Given passage ::
──────────────────────────────

Back to projects

Forecasting Workflow

Energy Forecast Pipeline

Energy-market analysis and forecasting workflow combining cloud storage, orchestration, transformation, modeled warehouse layers, Prophet forecasts, and BI delivery.

Energy Forecast Pipeline cover

Overview

Energy Forecast Pipeline is an end-to-end technical project for Germany energy-market data. It demonstrates how raw energy time-series data can move through ingestion, storage, transformation, modeling, forecasting, and dashboard delivery.

The project is intentionally built as a full pipeline rather than a single notebook.

Problem

Energy analysis requires clean time-series data, reliable transformations, forecast-ready aggregates, and dashboards that help stakeholders understand load, solar, wind, and demand trends.

Solution

Terraform provisions cloud resources, Airflow coordinates data movement, PySpark prepares the energy dataset, BigQuery stores analytical tables, dbt builds modeled marts, Prophet generates future load forecasts, and Power BI presents the final dashboard.

Technical Highlights

  • Data lake structure with raw, clean, and forecast zones in GCS.
  • Airflow DAGs for upload and BigQuery transfer workflows.
  • PySpark transformation of Germany load, solar, wind, and regional transmission fields.
  • dbt staging and mart models for daily load and renewable generation summaries.
  • Prophet forecasting using solar and wind regressors.
  • Power BI reporting over historical and forecast outputs.

Architecture

The workflow follows this path:

  1. Upload raw hourly energy CSV data to GCS.
  2. Transform with PySpark.
  3. Load clean data into BigQuery.
  4. Build dbt staging and mart models.
  5. Generate Prophet forecasts.
  6. Upload and load forecast output.
  7. Present historical trends and future demand through Power BI.

Future Improvements

  • Add dbt tests and source freshness checks.
  • Add CI validation for DAG imports and SQL compilation.
  • Containerize the PySpark transformation step.
  • Add forecast-drift monitoring.

──────────────────────────────

Materials provided ::
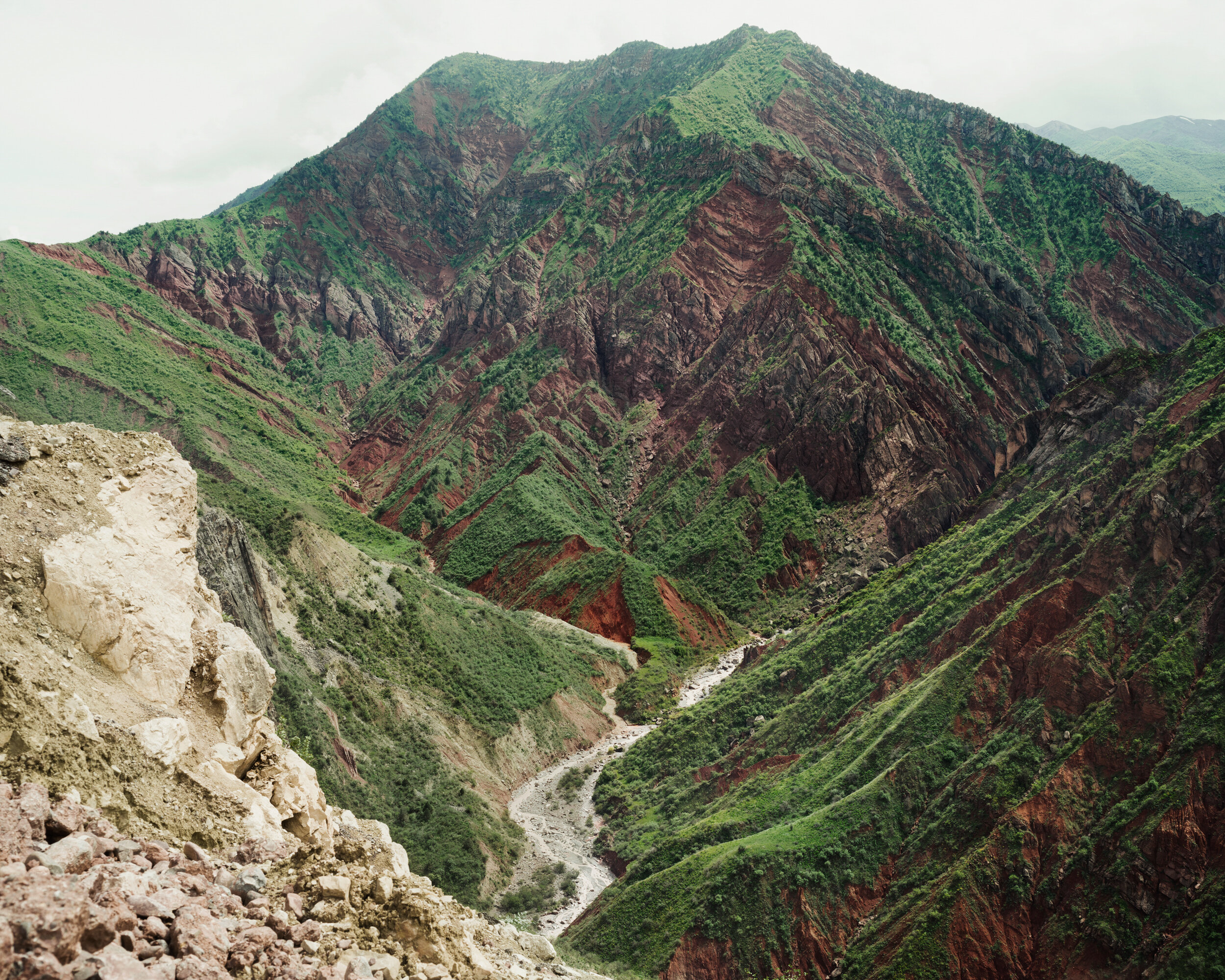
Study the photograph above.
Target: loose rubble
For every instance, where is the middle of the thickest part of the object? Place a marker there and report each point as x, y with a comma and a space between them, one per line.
79, 901
119, 854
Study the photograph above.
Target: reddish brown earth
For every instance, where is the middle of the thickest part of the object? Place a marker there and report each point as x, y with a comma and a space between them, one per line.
787, 313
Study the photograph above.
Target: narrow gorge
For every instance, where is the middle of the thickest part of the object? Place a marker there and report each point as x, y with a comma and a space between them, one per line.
696, 514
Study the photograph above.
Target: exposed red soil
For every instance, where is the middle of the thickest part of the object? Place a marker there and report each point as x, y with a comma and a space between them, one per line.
697, 626
608, 614
738, 775
511, 579
69, 255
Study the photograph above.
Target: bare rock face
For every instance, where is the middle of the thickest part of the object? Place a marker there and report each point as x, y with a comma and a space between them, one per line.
166, 739
130, 593
244, 683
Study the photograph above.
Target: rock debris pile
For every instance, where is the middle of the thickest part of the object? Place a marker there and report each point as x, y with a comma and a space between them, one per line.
138, 754
79, 901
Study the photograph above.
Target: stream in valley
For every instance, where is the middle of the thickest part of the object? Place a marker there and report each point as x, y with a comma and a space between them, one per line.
558, 831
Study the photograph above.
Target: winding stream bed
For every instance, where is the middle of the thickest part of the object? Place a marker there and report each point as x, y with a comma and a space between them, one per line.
559, 831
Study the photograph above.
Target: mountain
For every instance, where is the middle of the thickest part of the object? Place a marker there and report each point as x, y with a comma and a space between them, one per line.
607, 336
250, 194
1000, 759
674, 344
1179, 156
1176, 131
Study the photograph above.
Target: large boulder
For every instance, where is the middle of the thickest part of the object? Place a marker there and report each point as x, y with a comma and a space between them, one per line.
130, 592
165, 739
244, 683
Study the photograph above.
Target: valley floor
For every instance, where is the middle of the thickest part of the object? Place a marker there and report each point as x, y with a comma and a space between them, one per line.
562, 831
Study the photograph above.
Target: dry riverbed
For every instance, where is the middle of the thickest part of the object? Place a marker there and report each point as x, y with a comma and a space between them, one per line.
562, 830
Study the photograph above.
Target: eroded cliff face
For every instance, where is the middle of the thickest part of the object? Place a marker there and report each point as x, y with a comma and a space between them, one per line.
548, 337
998, 759
152, 822
111, 619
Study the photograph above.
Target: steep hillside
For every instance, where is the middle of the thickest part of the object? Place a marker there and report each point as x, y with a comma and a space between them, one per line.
416, 704
1001, 758
1179, 156
609, 337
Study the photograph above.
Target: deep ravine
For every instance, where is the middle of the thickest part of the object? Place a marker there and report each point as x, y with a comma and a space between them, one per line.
559, 831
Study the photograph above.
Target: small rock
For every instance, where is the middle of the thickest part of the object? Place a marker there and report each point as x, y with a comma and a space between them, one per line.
334, 886
261, 852
308, 931
165, 739
145, 907
248, 946
126, 849
36, 808
196, 932
74, 854
250, 879
194, 968
194, 852
381, 890
156, 851
537, 947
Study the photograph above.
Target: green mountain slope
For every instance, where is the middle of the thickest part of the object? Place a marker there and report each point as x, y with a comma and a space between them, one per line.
655, 266
1181, 157
1003, 753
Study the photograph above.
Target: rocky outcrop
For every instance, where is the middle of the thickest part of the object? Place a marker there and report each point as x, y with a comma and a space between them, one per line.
122, 585
231, 567
1055, 647
97, 906
128, 593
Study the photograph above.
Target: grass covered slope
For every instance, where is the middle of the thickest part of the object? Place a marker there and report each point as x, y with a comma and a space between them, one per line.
539, 314
1179, 156
84, 340
417, 702
1005, 751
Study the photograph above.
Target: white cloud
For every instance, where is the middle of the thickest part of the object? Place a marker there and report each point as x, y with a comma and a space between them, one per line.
118, 114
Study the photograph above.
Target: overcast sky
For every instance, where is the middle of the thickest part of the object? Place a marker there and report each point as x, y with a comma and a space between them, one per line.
122, 113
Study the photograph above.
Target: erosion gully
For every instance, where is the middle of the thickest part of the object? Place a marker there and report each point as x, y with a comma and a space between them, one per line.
558, 831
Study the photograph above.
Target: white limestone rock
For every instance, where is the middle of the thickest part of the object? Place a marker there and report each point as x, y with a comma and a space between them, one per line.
165, 739
131, 592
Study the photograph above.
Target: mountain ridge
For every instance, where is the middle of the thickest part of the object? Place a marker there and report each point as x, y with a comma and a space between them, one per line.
675, 344
1180, 156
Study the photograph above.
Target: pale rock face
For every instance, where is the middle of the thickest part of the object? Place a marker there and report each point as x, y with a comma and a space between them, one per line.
263, 820
73, 713
165, 739
335, 886
228, 756
298, 798
130, 593
244, 683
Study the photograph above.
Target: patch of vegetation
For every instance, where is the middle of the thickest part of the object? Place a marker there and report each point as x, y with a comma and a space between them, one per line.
548, 888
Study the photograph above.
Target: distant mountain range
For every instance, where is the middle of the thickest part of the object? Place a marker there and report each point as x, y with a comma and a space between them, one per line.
250, 194
1180, 156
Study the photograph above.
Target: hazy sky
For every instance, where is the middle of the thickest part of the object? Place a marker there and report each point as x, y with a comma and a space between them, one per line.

──────────────────────────────

What you need to do ::
[1] In the energy forecast pipeline page, which regressors does the Prophet forecasting use?
[2] Locate each line in the listing that contains the string "face", and copy those lines out. Case counts.

Per-task outputs ::
[1] It uses solar and wind regressors.

[2]
Target: bare rock face
Target: eroded cliff face
Target: pale rock face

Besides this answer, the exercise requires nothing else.